Exercise prompt :: Reproduce all entries precisely as they are written.

+++

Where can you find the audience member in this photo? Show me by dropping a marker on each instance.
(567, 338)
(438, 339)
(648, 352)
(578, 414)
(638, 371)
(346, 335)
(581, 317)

+++

Answer space ::
Where can you find the audience member in this photo? Show me by dropping a marker on each instance.
(567, 338)
(438, 339)
(648, 352)
(578, 414)
(638, 371)
(346, 335)
(581, 317)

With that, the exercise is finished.